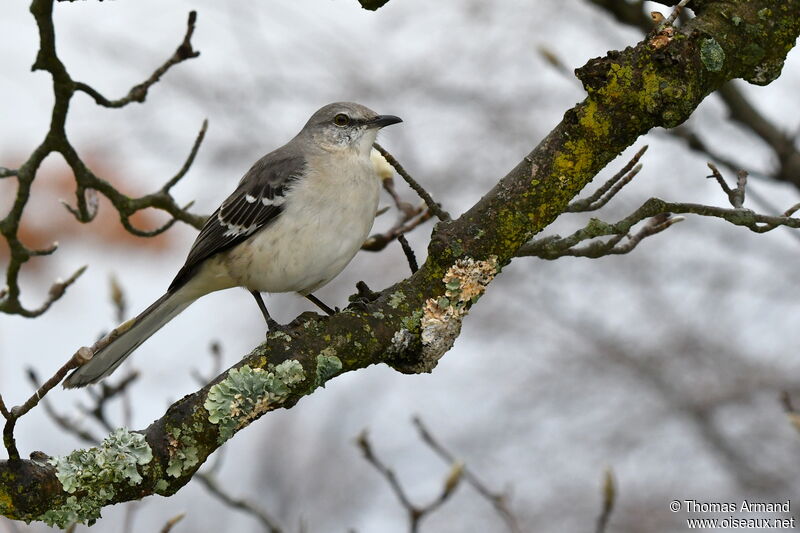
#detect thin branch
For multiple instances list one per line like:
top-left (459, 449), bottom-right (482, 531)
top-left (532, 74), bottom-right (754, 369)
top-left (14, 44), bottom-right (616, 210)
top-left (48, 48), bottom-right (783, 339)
top-left (361, 172), bottom-right (431, 252)
top-left (412, 416), bottom-right (522, 533)
top-left (81, 370), bottom-right (139, 431)
top-left (3, 348), bottom-right (92, 461)
top-left (662, 0), bottom-right (689, 28)
top-left (517, 163), bottom-right (800, 259)
top-left (595, 468), bottom-right (617, 533)
top-left (356, 430), bottom-right (464, 533)
top-left (194, 472), bottom-right (283, 533)
top-left (0, 8), bottom-right (207, 317)
top-left (75, 11), bottom-right (200, 108)
top-left (161, 513), bottom-right (186, 533)
top-left (566, 145), bottom-right (648, 213)
top-left (28, 368), bottom-right (100, 444)
top-left (161, 119), bottom-right (208, 191)
top-left (781, 391), bottom-right (800, 432)
top-left (0, 394), bottom-right (11, 420)
top-left (373, 143), bottom-right (450, 221)
top-left (397, 234), bottom-right (419, 274)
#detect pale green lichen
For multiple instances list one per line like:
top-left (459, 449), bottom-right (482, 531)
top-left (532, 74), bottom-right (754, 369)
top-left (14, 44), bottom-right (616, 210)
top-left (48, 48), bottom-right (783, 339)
top-left (166, 428), bottom-right (200, 477)
top-left (388, 328), bottom-right (414, 355)
top-left (389, 291), bottom-right (406, 309)
top-left (314, 348), bottom-right (342, 387)
top-left (203, 359), bottom-right (306, 444)
top-left (39, 428), bottom-right (153, 528)
top-left (267, 331), bottom-right (292, 342)
top-left (700, 39), bottom-right (725, 72)
top-left (418, 255), bottom-right (499, 372)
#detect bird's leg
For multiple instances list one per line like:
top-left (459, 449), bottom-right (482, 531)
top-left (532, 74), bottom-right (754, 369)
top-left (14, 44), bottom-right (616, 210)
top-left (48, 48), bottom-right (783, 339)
top-left (349, 281), bottom-right (380, 311)
top-left (305, 294), bottom-right (338, 315)
top-left (250, 291), bottom-right (279, 333)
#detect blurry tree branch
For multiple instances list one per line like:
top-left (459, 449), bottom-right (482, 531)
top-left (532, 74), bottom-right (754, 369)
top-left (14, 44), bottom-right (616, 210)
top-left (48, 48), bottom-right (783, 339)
top-left (0, 0), bottom-right (800, 527)
top-left (358, 0), bottom-right (389, 11)
top-left (518, 163), bottom-right (800, 259)
top-left (413, 416), bottom-right (522, 533)
top-left (595, 468), bottom-right (617, 533)
top-left (356, 430), bottom-right (464, 533)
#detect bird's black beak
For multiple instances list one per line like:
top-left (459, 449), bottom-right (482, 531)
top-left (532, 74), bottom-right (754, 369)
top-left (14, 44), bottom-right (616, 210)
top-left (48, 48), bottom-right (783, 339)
top-left (367, 115), bottom-right (403, 128)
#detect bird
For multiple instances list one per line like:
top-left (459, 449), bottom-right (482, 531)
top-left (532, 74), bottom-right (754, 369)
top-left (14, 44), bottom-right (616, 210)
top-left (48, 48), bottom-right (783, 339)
top-left (64, 102), bottom-right (402, 388)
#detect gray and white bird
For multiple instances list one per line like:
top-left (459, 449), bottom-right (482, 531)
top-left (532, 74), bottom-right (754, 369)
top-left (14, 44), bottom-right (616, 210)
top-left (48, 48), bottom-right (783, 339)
top-left (64, 102), bottom-right (402, 388)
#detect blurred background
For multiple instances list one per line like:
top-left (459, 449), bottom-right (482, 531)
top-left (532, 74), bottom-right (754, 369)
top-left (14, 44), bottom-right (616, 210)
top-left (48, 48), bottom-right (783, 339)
top-left (0, 0), bottom-right (800, 533)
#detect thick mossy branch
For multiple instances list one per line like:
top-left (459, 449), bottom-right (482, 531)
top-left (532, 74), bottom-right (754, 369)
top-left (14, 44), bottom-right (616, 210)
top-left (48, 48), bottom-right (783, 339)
top-left (0, 0), bottom-right (206, 318)
top-left (0, 0), bottom-right (800, 520)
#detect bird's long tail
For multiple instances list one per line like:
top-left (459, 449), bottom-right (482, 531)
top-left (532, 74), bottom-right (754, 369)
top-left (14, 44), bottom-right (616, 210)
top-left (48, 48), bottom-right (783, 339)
top-left (64, 289), bottom-right (197, 389)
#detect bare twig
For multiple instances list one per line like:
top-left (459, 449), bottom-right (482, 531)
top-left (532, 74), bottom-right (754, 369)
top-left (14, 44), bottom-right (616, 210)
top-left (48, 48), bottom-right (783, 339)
top-left (361, 172), bottom-right (431, 252)
top-left (373, 143), bottom-right (450, 220)
top-left (566, 145), bottom-right (648, 213)
top-left (412, 416), bottom-right (522, 533)
top-left (361, 209), bottom-right (431, 252)
top-left (194, 472), bottom-right (283, 533)
top-left (81, 370), bottom-right (139, 431)
top-left (518, 164), bottom-right (800, 259)
top-left (356, 430), bottom-right (464, 533)
top-left (0, 8), bottom-right (206, 317)
top-left (662, 0), bottom-right (689, 27)
top-left (781, 391), bottom-right (800, 432)
top-left (28, 368), bottom-right (100, 444)
top-left (397, 234), bottom-right (419, 274)
top-left (595, 468), bottom-right (617, 533)
top-left (0, 395), bottom-right (11, 420)
top-left (108, 274), bottom-right (128, 324)
top-left (75, 11), bottom-right (200, 107)
top-left (3, 347), bottom-right (92, 460)
top-left (161, 513), bottom-right (186, 533)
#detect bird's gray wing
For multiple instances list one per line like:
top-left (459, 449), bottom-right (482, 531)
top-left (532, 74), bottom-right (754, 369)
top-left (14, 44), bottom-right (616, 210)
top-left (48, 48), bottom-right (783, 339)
top-left (169, 146), bottom-right (306, 292)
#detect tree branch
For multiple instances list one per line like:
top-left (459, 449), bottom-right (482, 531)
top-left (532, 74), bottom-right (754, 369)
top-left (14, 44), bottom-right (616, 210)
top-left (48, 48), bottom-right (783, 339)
top-left (0, 0), bottom-right (800, 527)
top-left (0, 0), bottom-right (207, 318)
top-left (75, 11), bottom-right (200, 108)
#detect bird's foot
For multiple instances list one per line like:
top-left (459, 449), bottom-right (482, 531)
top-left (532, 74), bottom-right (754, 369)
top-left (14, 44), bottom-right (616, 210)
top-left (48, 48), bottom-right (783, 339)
top-left (347, 281), bottom-right (380, 311)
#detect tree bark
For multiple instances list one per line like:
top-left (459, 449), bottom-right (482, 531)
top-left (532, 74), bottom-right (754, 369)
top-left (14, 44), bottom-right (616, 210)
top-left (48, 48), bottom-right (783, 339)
top-left (0, 0), bottom-right (800, 525)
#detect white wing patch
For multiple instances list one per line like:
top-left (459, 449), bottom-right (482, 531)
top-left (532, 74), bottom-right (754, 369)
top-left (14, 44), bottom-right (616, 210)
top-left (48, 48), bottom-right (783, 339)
top-left (261, 196), bottom-right (286, 207)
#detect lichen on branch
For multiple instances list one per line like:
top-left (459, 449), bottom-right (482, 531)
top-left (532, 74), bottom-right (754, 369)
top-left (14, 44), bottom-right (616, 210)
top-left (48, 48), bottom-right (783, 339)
top-left (0, 0), bottom-right (800, 520)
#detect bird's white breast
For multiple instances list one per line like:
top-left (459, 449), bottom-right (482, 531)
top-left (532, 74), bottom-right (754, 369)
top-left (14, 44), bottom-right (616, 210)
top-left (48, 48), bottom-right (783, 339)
top-left (221, 151), bottom-right (380, 294)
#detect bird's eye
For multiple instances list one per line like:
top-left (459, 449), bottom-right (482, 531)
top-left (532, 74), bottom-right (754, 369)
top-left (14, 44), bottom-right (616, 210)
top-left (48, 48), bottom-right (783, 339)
top-left (333, 113), bottom-right (350, 128)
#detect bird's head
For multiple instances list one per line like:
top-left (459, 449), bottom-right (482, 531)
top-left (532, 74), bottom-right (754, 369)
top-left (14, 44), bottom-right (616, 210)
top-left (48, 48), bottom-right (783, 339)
top-left (300, 102), bottom-right (402, 157)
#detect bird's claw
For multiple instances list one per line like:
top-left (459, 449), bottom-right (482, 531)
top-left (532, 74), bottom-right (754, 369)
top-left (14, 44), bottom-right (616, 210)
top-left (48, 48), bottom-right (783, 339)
top-left (347, 281), bottom-right (380, 311)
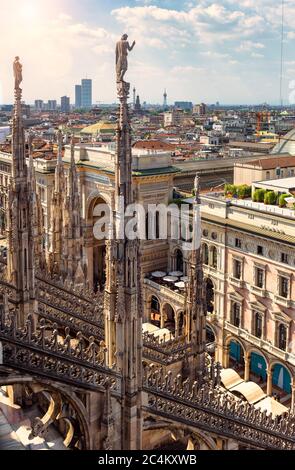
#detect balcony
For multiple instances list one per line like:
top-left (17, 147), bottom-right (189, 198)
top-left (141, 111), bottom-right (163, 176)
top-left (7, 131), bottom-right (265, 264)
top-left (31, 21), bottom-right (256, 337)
top-left (225, 321), bottom-right (295, 365)
top-left (229, 276), bottom-right (245, 289)
top-left (250, 285), bottom-right (267, 298)
top-left (144, 278), bottom-right (184, 305)
top-left (274, 295), bottom-right (293, 308)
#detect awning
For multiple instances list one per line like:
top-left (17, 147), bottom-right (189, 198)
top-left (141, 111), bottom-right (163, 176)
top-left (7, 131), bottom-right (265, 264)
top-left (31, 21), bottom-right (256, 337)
top-left (230, 382), bottom-right (266, 404)
top-left (254, 397), bottom-right (289, 416)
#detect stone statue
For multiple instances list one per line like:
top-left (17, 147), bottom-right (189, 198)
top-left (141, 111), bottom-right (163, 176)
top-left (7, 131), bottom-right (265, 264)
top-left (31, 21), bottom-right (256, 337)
top-left (116, 34), bottom-right (135, 83)
top-left (13, 56), bottom-right (23, 90)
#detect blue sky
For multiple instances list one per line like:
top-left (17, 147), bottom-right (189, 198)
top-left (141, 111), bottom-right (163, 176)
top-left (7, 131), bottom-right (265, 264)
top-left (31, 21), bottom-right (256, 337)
top-left (0, 0), bottom-right (295, 103)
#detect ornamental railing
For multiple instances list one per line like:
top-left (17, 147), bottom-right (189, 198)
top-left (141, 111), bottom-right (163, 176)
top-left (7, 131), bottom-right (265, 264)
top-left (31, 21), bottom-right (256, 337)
top-left (143, 365), bottom-right (295, 450)
top-left (0, 309), bottom-right (121, 393)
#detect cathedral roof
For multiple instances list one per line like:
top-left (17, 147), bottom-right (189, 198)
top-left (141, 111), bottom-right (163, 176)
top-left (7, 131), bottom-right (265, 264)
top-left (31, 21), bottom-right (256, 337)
top-left (81, 121), bottom-right (117, 134)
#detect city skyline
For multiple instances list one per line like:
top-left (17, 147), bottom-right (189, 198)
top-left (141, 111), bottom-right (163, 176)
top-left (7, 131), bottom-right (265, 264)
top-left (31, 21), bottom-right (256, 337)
top-left (0, 0), bottom-right (295, 104)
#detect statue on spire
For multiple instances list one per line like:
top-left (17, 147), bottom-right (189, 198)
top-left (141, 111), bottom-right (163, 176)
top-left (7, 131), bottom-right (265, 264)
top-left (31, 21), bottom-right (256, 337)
top-left (13, 56), bottom-right (23, 90)
top-left (116, 34), bottom-right (135, 83)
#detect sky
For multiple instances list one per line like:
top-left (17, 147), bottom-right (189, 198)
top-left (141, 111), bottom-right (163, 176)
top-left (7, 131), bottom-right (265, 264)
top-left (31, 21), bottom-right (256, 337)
top-left (0, 0), bottom-right (295, 104)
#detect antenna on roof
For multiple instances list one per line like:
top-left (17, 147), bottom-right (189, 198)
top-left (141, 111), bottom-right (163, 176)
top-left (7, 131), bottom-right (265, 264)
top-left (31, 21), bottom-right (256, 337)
top-left (280, 0), bottom-right (285, 107)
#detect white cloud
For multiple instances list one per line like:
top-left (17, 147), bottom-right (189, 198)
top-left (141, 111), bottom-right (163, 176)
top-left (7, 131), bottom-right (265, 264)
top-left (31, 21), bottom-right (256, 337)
top-left (237, 41), bottom-right (265, 51)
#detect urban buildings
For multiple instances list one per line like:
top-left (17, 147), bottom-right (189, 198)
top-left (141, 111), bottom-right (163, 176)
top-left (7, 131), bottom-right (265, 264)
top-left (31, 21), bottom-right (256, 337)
top-left (75, 78), bottom-right (92, 109)
top-left (174, 101), bottom-right (193, 111)
top-left (0, 43), bottom-right (295, 451)
top-left (60, 96), bottom-right (71, 113)
top-left (35, 100), bottom-right (44, 111)
top-left (75, 85), bottom-right (82, 109)
top-left (81, 78), bottom-right (92, 108)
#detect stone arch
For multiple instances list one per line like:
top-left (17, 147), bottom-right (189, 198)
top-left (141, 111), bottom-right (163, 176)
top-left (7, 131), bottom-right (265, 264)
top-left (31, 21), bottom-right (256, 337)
top-left (162, 302), bottom-right (176, 334)
top-left (246, 346), bottom-right (269, 366)
top-left (202, 242), bottom-right (209, 266)
top-left (205, 276), bottom-right (216, 314)
top-left (225, 336), bottom-right (246, 369)
top-left (143, 417), bottom-right (218, 450)
top-left (269, 359), bottom-right (294, 394)
top-left (247, 347), bottom-right (268, 381)
top-left (0, 375), bottom-right (92, 450)
top-left (209, 245), bottom-right (218, 269)
top-left (85, 190), bottom-right (112, 290)
top-left (175, 309), bottom-right (185, 336)
top-left (206, 323), bottom-right (217, 343)
top-left (148, 293), bottom-right (162, 328)
top-left (174, 247), bottom-right (184, 272)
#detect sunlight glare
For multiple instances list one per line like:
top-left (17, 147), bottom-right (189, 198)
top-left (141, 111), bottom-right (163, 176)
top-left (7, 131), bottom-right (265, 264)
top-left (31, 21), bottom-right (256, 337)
top-left (20, 1), bottom-right (39, 21)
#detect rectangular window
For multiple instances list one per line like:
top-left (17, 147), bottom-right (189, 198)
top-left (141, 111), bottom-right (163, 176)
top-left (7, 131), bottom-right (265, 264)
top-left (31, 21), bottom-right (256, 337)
top-left (279, 276), bottom-right (289, 299)
top-left (255, 268), bottom-right (264, 289)
top-left (235, 238), bottom-right (242, 248)
top-left (281, 253), bottom-right (289, 264)
top-left (233, 259), bottom-right (242, 279)
top-left (254, 312), bottom-right (262, 338)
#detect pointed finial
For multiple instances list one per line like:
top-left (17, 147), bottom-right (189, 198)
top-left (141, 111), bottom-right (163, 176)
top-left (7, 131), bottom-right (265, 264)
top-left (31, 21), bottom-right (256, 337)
•••
List each line of the listing above that contains the string "lichen", reproducing every such line in full.

#detect pale green lichen
#detect lichen on branch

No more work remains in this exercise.